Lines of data
____________________
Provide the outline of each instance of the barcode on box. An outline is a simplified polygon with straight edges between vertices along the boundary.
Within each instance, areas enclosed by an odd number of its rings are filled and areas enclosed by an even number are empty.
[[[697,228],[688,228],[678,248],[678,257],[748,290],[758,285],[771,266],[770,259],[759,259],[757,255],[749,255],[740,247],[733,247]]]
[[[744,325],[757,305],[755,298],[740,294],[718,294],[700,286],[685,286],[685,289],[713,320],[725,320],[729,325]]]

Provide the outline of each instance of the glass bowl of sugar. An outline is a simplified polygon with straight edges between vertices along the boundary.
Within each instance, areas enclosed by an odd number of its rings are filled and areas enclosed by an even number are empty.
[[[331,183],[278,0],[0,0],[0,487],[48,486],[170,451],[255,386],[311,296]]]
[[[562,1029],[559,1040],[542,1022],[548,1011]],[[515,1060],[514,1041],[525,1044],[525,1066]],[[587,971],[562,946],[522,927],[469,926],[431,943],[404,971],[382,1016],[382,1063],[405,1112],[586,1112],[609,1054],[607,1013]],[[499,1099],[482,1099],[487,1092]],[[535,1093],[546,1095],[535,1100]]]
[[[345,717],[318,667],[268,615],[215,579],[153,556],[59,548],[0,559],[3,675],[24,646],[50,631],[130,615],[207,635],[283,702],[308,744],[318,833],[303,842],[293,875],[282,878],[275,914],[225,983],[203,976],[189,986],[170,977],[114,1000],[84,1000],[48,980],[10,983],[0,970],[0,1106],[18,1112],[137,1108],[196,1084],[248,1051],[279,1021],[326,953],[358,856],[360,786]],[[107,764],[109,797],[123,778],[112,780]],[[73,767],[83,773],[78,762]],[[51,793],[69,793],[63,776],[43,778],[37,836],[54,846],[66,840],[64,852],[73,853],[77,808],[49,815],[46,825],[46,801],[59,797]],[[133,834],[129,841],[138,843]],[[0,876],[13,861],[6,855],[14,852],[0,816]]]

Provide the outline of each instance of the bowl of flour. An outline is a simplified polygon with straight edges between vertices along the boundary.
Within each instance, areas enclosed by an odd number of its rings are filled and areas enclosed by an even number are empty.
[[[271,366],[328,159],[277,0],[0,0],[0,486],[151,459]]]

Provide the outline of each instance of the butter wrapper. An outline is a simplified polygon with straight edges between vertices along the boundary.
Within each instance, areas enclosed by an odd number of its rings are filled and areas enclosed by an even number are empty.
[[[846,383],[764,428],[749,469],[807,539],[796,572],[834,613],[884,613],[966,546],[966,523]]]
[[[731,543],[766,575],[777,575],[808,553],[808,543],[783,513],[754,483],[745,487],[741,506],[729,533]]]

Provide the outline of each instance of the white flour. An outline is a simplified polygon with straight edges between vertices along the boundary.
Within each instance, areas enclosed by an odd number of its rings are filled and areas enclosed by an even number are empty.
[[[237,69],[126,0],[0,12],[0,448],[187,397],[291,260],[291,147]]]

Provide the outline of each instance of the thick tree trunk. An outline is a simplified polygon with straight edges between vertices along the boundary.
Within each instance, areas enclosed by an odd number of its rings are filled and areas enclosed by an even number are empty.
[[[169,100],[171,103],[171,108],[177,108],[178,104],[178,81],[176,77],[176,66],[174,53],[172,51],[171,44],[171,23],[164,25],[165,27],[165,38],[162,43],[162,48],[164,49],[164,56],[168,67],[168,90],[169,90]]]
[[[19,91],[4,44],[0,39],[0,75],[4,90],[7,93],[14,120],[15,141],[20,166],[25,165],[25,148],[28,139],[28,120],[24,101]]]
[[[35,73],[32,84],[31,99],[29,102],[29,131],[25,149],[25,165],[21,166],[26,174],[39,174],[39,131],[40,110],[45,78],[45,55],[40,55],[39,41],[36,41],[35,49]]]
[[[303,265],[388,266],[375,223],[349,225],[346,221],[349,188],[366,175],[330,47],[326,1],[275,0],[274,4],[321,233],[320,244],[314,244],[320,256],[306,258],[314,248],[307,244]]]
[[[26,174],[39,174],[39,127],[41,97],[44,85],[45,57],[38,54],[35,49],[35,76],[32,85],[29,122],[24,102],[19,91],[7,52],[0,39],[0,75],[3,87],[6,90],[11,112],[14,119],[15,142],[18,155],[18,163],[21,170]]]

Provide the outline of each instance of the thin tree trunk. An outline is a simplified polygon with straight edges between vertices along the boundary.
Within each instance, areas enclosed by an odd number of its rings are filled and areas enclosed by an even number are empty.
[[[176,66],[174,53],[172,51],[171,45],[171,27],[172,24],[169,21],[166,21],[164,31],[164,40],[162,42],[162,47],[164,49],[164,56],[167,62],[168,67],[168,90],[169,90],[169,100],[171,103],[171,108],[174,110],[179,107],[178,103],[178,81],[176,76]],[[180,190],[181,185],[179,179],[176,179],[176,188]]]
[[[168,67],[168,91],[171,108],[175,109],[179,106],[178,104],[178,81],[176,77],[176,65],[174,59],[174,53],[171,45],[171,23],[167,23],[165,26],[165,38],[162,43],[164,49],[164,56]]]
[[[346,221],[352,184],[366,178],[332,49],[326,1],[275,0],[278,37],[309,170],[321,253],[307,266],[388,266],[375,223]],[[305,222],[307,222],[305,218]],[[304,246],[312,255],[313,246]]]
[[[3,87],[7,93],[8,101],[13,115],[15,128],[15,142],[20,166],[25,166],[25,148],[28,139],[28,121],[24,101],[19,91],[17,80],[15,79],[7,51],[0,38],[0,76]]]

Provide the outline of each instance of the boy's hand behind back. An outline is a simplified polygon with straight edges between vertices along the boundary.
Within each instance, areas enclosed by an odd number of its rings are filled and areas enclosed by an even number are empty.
____________________
Present the lines above as a numbered list, omitting any blank lines.

1. Provide the outline of each instance of the barcode on box. An outline is a simplified polygon with straight edges between vertices along the boundary.
2. Within each instance, areas enclosed by an odd number of its rings are filled and areas enclosed by an even number are empty.
3. [[[697,228],[688,228],[678,248],[678,257],[748,290],[758,285],[771,266],[770,259],[759,259],[757,255],[749,255],[740,247],[733,247]]]
4. [[[744,325],[757,305],[755,298],[740,294],[718,294],[700,286],[685,286],[685,289],[713,320],[725,320],[729,325]]]
5. Provide the outline of each instance of the glass bowl of sugar. An outline is a simplified polygon with straight edges between vertices along the boundary.
6. Within each instance, areas enclosed by an odd number of its rings are filled and areas enclosed by an even number are empty.
7. [[[331,183],[278,0],[0,0],[0,487],[48,486],[170,451],[255,386],[311,296]]]
8. [[[562,1029],[559,1040],[542,1022],[548,1011]],[[515,1060],[514,1041],[525,1044],[525,1066]],[[587,971],[562,946],[522,927],[469,926],[431,943],[404,971],[382,1016],[382,1063],[405,1112],[586,1112],[609,1054],[607,1013]],[[499,1099],[482,1099],[487,1092]],[[535,1093],[546,1095],[535,1100]]]
9. [[[345,717],[318,667],[268,615],[215,579],[153,556],[59,548],[0,559],[3,675],[24,646],[50,631],[130,615],[207,635],[283,702],[308,744],[318,833],[303,842],[293,875],[282,878],[275,914],[225,983],[203,976],[189,986],[170,977],[114,1000],[84,1000],[48,980],[10,983],[0,970],[0,1106],[18,1112],[137,1108],[196,1084],[248,1051],[279,1021],[326,953],[358,856],[360,786]],[[107,764],[109,797],[123,778],[112,780]],[[73,767],[83,773],[78,762]],[[51,793],[69,793],[63,776],[43,778],[37,836],[54,846],[66,840],[64,852],[73,853],[77,808],[49,815],[46,825],[46,801],[59,797]],[[133,834],[129,841],[138,843]],[[0,876],[13,861],[6,855],[14,852],[0,816]]]
10. Provide the outline of each instance of the bowl of flour. An outline is a simplified polygon with straight edges between vertices along the boundary.
11. Within each instance, areas enclosed by an odd number of its rings are filled and areas enclosed by an even number are empty.
12. [[[271,366],[328,159],[277,0],[0,0],[0,486],[151,459]]]
13. Provide the outline of each instance of the butter wrapper. An outline is a simplified polygon with straight edges between vertices along the boundary.
14. Within each instance, areas enclosed by an odd number of its rings are filled and areas enclosed by an even number are empty.
15. [[[846,383],[764,428],[749,469],[807,539],[796,572],[834,613],[884,613],[966,546],[966,523]]]
16. [[[731,543],[766,575],[777,575],[808,553],[808,543],[783,513],[754,483],[745,487],[741,506],[729,533]]]
17. Provide the outline of each instance of the white flour. An outline is a simplified polygon with straight edges between vertices along the boundary.
18. Within each instance, areas enclosed by an odd number of its rings are filled and areas enclosed by an even number are empty.
19. [[[237,69],[126,0],[0,12],[0,448],[187,397],[291,260],[291,147]]]
20. Provide the outline of each instance of the thick tree trunk. An outline is a simplified polygon with straight edges between vertices along the boundary.
21. Within each instance, areas enclosed by an odd number of its rings are filled and areas enclosed by an even number are empty.
22. [[[169,100],[171,103],[171,108],[177,108],[178,104],[178,81],[176,77],[176,66],[174,53],[172,51],[171,44],[171,23],[164,25],[165,27],[165,38],[162,43],[162,48],[164,49],[164,56],[168,67],[168,90],[169,90]]]
23. [[[19,91],[4,44],[0,39],[0,75],[4,90],[7,93],[14,120],[15,141],[20,166],[25,165],[25,148],[28,139],[28,120],[24,101]]]
24. [[[35,73],[32,84],[31,99],[29,102],[29,131],[25,149],[25,165],[21,166],[26,174],[39,174],[39,131],[40,110],[45,78],[45,55],[40,55],[39,41],[36,41],[35,49]]]
25. [[[303,265],[388,266],[375,223],[349,225],[346,221],[349,188],[366,175],[330,47],[326,1],[275,0],[274,4],[321,233],[320,244],[314,244],[320,256],[306,258],[314,248],[307,244]]]
26. [[[26,174],[39,174],[39,127],[41,97],[44,85],[45,57],[38,54],[35,49],[35,76],[32,85],[29,122],[24,102],[19,91],[7,52],[0,39],[0,75],[3,87],[6,90],[11,112],[14,119],[15,142],[18,155],[18,163],[21,170]]]
27. Provide the outline of each instance of the thin tree trunk. An outline is a simplified polygon with straight edges between vertices along the boundary.
28. Within each instance, areas enclosed by an odd number of its rings are filled and areas enclosed by an even number are empty.
29. [[[176,66],[174,53],[172,51],[171,45],[171,27],[172,24],[169,21],[166,21],[164,31],[164,40],[162,42],[162,47],[164,49],[164,56],[167,62],[168,67],[168,90],[169,90],[169,100],[171,103],[171,108],[174,110],[179,107],[178,103],[178,81],[176,76]],[[180,190],[181,185],[179,179],[176,179],[176,188]]]
30. [[[168,67],[168,91],[171,108],[175,109],[179,106],[178,104],[178,81],[176,77],[176,65],[174,59],[174,53],[171,45],[171,23],[167,23],[165,26],[165,38],[162,43],[164,49],[164,56]]]
31. [[[346,221],[352,184],[366,178],[332,49],[326,1],[275,0],[278,37],[309,170],[321,253],[307,266],[388,266],[375,223]],[[305,222],[307,222],[305,218]],[[304,246],[312,255],[313,246]]]
32. [[[3,87],[7,93],[8,101],[13,115],[15,128],[15,142],[20,166],[25,166],[25,148],[28,139],[28,121],[24,101],[19,91],[17,80],[15,79],[7,51],[0,38],[0,76]]]
33. Provide the outline of each instance of the boy's hand behind back. An outline is a simplified polygon with straight edges between vertices along the boundary.
34. Within each instance, areas enclosed by an odd number of its rings are filled and areas enclosed by an even number are empty.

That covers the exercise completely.